> [What needs to be done] All lines from the line containing "Locate every instance of the blue lanyard" up to and including the last line of the listing below should be echoed exactly; no other lines belong in the response.

(Records excerpted from a collection)
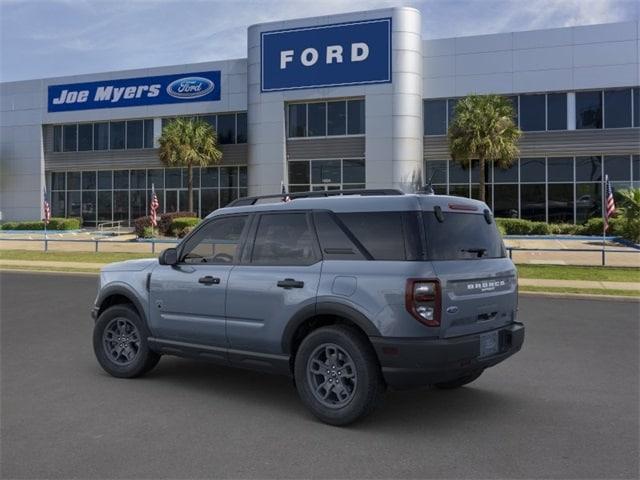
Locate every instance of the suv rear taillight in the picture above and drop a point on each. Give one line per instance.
(422, 300)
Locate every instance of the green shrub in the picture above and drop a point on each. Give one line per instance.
(139, 224)
(164, 224)
(55, 223)
(180, 227)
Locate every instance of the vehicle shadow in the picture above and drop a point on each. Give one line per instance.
(410, 410)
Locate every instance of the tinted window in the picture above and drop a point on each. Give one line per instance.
(85, 137)
(618, 167)
(148, 134)
(560, 202)
(435, 117)
(215, 243)
(116, 135)
(381, 234)
(227, 128)
(532, 170)
(355, 117)
(560, 169)
(284, 239)
(70, 137)
(617, 108)
(101, 136)
(588, 169)
(57, 138)
(317, 113)
(556, 111)
(135, 134)
(460, 232)
(241, 128)
(532, 112)
(337, 118)
(298, 120)
(334, 242)
(589, 109)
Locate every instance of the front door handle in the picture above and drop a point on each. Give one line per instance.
(209, 280)
(290, 283)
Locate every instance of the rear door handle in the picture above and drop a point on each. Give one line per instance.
(290, 283)
(209, 280)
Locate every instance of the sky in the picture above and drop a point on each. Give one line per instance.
(49, 38)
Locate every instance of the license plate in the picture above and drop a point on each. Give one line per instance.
(489, 344)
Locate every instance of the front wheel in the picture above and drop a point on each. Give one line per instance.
(460, 381)
(120, 343)
(337, 375)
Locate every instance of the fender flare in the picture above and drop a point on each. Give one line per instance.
(326, 308)
(125, 291)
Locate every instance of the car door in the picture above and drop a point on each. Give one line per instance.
(187, 300)
(277, 277)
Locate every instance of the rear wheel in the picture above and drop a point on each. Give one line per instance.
(337, 375)
(120, 343)
(460, 381)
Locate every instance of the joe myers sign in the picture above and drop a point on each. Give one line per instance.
(351, 53)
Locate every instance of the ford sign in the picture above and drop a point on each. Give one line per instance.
(190, 87)
(134, 92)
(352, 53)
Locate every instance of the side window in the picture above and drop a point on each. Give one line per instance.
(216, 243)
(334, 242)
(381, 233)
(284, 239)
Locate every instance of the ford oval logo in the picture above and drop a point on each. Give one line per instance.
(190, 87)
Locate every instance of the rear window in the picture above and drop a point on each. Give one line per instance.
(462, 236)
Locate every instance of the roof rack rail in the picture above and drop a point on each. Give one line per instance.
(244, 201)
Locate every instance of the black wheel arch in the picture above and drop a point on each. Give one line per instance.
(321, 312)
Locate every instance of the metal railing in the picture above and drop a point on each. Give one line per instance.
(603, 252)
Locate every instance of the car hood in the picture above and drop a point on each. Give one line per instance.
(130, 265)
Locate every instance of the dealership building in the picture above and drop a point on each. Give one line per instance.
(357, 100)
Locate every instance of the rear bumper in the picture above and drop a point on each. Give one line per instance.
(410, 363)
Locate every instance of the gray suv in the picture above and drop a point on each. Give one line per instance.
(348, 293)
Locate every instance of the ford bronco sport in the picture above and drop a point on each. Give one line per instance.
(347, 294)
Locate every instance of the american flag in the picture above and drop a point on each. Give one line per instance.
(610, 204)
(46, 208)
(153, 207)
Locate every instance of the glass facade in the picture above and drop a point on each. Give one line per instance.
(552, 189)
(326, 119)
(107, 195)
(338, 174)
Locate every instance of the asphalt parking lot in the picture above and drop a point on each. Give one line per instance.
(564, 407)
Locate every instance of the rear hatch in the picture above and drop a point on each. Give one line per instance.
(477, 280)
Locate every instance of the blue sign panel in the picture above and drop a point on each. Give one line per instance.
(134, 92)
(352, 53)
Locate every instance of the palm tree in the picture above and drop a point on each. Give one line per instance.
(484, 129)
(189, 143)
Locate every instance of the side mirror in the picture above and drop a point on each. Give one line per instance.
(168, 257)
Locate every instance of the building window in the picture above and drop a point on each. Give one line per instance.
(533, 112)
(588, 110)
(117, 135)
(617, 108)
(336, 118)
(435, 117)
(57, 138)
(101, 136)
(135, 134)
(85, 137)
(70, 137)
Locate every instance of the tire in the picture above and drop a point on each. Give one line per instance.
(122, 323)
(338, 353)
(459, 382)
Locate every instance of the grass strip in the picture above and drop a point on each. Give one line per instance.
(583, 291)
(575, 272)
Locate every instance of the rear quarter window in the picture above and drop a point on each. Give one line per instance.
(462, 236)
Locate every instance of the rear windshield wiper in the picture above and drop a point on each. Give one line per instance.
(479, 251)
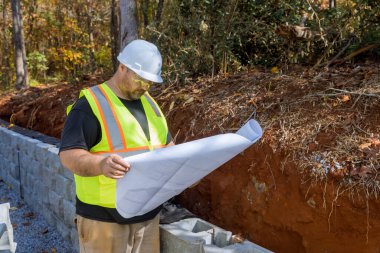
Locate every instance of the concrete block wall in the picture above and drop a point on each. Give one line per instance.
(195, 235)
(34, 170)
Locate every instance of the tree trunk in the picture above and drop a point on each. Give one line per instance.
(332, 4)
(90, 33)
(6, 64)
(145, 10)
(157, 18)
(115, 40)
(18, 40)
(128, 24)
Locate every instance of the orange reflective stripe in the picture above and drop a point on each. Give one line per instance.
(159, 146)
(114, 115)
(103, 119)
(129, 149)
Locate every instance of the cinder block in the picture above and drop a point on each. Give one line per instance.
(56, 203)
(72, 193)
(74, 239)
(68, 213)
(198, 236)
(63, 230)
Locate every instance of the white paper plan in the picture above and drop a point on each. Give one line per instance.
(163, 173)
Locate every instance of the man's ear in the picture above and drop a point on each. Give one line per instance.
(123, 68)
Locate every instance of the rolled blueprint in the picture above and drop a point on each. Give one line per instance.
(161, 174)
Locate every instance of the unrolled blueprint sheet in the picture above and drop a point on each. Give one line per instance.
(161, 174)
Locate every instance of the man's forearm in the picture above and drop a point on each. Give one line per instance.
(82, 162)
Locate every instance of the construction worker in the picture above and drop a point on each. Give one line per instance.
(110, 121)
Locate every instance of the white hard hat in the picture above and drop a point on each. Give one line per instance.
(143, 58)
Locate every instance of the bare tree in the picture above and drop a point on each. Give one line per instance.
(332, 4)
(90, 32)
(157, 18)
(115, 40)
(128, 22)
(18, 39)
(5, 58)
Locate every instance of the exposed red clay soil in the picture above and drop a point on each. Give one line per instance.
(309, 185)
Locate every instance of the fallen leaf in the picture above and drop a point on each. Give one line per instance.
(29, 215)
(275, 70)
(238, 238)
(345, 98)
(361, 171)
(365, 145)
(191, 99)
(171, 105)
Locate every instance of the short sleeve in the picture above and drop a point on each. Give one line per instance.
(82, 129)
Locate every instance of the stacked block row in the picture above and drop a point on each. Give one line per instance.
(33, 169)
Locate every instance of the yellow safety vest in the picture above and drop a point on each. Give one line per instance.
(121, 134)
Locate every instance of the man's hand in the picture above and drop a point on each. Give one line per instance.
(85, 164)
(114, 166)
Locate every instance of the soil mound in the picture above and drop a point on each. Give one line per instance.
(310, 185)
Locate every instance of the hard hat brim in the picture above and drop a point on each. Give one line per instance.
(147, 76)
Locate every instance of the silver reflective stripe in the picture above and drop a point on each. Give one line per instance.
(113, 129)
(158, 114)
(126, 154)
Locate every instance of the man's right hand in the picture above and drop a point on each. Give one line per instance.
(85, 164)
(114, 166)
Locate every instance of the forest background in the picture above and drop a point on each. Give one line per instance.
(72, 39)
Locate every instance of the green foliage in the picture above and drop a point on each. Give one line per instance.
(196, 37)
(37, 65)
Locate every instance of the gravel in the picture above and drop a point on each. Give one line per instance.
(31, 232)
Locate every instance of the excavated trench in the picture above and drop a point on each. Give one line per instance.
(262, 194)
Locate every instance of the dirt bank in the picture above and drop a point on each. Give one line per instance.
(310, 184)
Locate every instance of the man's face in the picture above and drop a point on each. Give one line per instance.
(133, 86)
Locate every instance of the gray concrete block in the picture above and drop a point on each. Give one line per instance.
(50, 218)
(195, 235)
(68, 213)
(63, 230)
(15, 184)
(48, 178)
(72, 192)
(74, 239)
(56, 203)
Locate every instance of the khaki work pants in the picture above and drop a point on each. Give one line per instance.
(106, 237)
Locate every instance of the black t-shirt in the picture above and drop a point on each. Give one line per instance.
(82, 130)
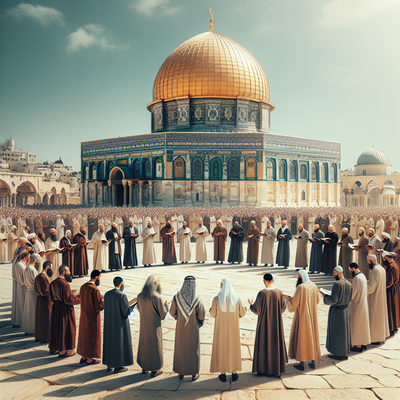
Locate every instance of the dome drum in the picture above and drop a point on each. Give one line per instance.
(210, 115)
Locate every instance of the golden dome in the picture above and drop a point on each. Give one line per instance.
(211, 65)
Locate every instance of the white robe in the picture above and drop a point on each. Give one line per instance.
(184, 243)
(377, 304)
(100, 253)
(149, 253)
(28, 316)
(359, 314)
(201, 249)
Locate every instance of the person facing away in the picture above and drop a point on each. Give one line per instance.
(338, 331)
(117, 340)
(188, 310)
(304, 334)
(270, 355)
(152, 311)
(359, 315)
(89, 340)
(226, 355)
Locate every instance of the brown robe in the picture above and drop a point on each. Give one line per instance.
(253, 245)
(81, 265)
(62, 322)
(393, 294)
(270, 355)
(89, 340)
(43, 308)
(169, 254)
(67, 255)
(219, 243)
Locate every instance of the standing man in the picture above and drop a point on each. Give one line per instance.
(267, 254)
(301, 261)
(377, 303)
(43, 303)
(283, 253)
(304, 334)
(117, 340)
(219, 234)
(359, 315)
(89, 340)
(114, 248)
(152, 311)
(167, 233)
(130, 255)
(330, 251)
(338, 330)
(270, 355)
(201, 233)
(62, 323)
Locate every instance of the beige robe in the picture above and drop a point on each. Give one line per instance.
(201, 248)
(359, 314)
(184, 244)
(304, 335)
(226, 353)
(377, 304)
(28, 316)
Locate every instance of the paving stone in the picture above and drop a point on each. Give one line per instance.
(340, 394)
(387, 393)
(281, 395)
(304, 382)
(343, 381)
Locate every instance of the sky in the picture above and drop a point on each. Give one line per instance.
(79, 70)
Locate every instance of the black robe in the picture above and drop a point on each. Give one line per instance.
(236, 248)
(117, 341)
(130, 256)
(114, 260)
(330, 253)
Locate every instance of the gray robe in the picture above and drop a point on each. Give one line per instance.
(150, 349)
(302, 250)
(346, 255)
(117, 341)
(316, 252)
(338, 330)
(187, 339)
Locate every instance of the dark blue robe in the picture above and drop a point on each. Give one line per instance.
(236, 249)
(283, 252)
(316, 252)
(130, 255)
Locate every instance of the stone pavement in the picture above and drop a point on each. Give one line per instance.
(27, 371)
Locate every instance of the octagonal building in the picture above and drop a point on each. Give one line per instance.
(210, 141)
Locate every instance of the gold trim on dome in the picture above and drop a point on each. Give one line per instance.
(211, 65)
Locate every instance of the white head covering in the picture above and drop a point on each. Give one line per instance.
(227, 295)
(304, 275)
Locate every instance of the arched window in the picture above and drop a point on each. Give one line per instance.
(293, 171)
(251, 168)
(282, 170)
(198, 169)
(179, 168)
(271, 170)
(233, 169)
(314, 172)
(158, 167)
(216, 169)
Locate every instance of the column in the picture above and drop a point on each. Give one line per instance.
(140, 193)
(151, 193)
(130, 184)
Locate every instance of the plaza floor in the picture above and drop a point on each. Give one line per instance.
(27, 371)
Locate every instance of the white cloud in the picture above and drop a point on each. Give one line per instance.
(92, 35)
(345, 13)
(151, 8)
(44, 15)
(339, 76)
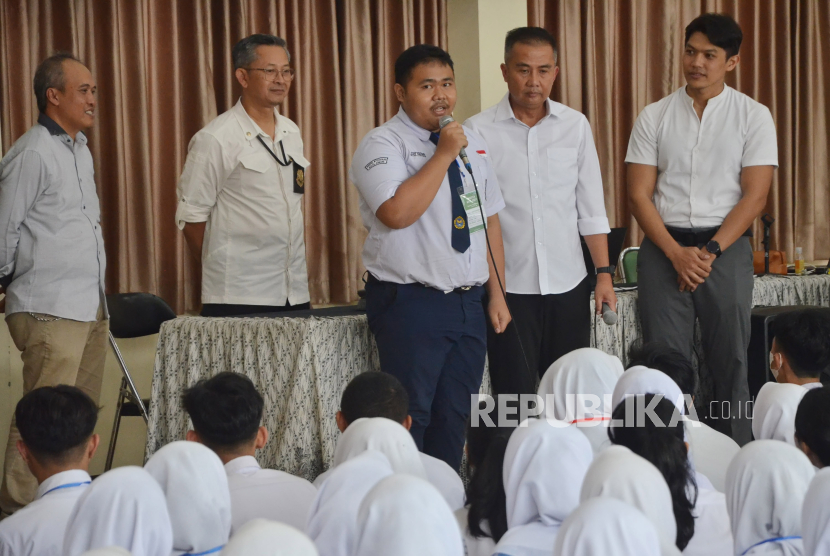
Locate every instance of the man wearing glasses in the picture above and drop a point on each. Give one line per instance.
(240, 194)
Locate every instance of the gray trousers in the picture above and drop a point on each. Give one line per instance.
(722, 305)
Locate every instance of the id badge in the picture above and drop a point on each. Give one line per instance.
(299, 179)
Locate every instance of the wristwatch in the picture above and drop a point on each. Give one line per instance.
(714, 248)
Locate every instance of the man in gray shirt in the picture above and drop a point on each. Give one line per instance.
(52, 258)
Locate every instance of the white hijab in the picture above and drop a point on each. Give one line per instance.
(815, 515)
(195, 484)
(332, 520)
(406, 516)
(774, 412)
(387, 437)
(585, 371)
(544, 466)
(261, 537)
(124, 507)
(619, 473)
(765, 488)
(606, 527)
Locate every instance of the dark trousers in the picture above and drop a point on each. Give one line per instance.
(435, 344)
(549, 327)
(231, 310)
(722, 305)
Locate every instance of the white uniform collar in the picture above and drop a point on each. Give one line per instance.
(62, 480)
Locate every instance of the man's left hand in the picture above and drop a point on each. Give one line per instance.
(604, 293)
(499, 315)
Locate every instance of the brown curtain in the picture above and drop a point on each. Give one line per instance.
(617, 56)
(164, 70)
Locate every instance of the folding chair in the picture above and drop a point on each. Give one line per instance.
(132, 315)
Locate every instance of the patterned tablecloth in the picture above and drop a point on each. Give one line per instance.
(302, 365)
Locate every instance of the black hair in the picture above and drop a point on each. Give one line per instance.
(417, 55)
(49, 75)
(720, 29)
(804, 337)
(485, 491)
(528, 35)
(56, 422)
(226, 410)
(658, 355)
(374, 394)
(812, 423)
(664, 447)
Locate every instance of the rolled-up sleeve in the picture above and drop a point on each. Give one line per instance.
(21, 181)
(378, 169)
(590, 196)
(201, 181)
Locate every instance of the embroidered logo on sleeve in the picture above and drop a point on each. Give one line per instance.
(376, 162)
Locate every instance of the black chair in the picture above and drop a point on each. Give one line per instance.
(132, 315)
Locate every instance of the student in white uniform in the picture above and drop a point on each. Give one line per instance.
(196, 487)
(226, 411)
(544, 155)
(269, 538)
(374, 394)
(619, 473)
(406, 516)
(124, 507)
(576, 381)
(765, 490)
(544, 467)
(608, 527)
(56, 425)
(773, 416)
(800, 352)
(815, 516)
(710, 451)
(700, 513)
(812, 426)
(241, 192)
(332, 521)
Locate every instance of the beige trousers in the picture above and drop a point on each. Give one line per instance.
(54, 351)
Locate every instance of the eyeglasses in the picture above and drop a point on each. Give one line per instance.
(272, 73)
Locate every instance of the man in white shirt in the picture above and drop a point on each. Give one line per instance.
(544, 156)
(226, 412)
(240, 194)
(374, 394)
(800, 352)
(427, 214)
(57, 442)
(700, 164)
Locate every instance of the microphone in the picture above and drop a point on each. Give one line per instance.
(463, 154)
(609, 317)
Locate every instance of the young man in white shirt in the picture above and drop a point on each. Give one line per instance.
(241, 191)
(57, 442)
(700, 165)
(226, 412)
(544, 155)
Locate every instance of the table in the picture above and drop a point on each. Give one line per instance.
(302, 362)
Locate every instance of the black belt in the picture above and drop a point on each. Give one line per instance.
(696, 237)
(461, 290)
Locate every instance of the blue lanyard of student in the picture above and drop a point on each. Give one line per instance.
(776, 539)
(211, 551)
(71, 485)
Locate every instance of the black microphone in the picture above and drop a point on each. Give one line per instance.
(463, 154)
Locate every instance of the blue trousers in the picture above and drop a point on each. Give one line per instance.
(435, 344)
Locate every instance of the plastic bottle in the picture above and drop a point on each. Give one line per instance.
(799, 261)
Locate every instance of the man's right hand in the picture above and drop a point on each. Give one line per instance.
(451, 140)
(692, 266)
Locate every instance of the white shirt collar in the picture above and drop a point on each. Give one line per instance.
(62, 479)
(240, 464)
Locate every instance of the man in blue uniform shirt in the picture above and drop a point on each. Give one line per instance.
(426, 252)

> [Problem solution]
Locate every instance of the blue lanyard of student in the picture above and drop a point on each. Give one line per instance.
(776, 539)
(211, 551)
(71, 485)
Locate every instance of the black microphone in the picture above and drop a point on each. Give one line per instance.
(463, 154)
Locate every instance of the blue trousers in the picture above and drop a point on each. Give one line per instance.
(435, 344)
Locate every instance of the plastic bottle in the picture above and drop a point on each. Give one line per instance.
(799, 261)
Locate every instance of the man's right hand in the picture above and drop a point on each. Give one line per instance.
(451, 140)
(692, 266)
Locate every instance of the white shirt collar in the picture above and drop a point on each. Give one line per instance.
(62, 479)
(240, 464)
Locate every instance of the man in blue uniform shirt in the picture above and drop a point on each. Give one line per instance.
(426, 252)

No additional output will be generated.